**YOUR GOAL**:
Please edit the lines so that each "handrail" reads "railing" and nothing else changes.

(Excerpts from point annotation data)
════
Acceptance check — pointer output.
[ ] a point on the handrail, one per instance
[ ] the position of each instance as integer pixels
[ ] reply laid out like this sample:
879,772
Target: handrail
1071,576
════
**SOLUTION FOR THIS TASK**:
Acceptance check — pointer output.
[ ] a point on the railing, one per instance
[ ] the position of each instance as integer pixels
[ ] reply laid out like this sample:
879,772
Target: railing
1071,576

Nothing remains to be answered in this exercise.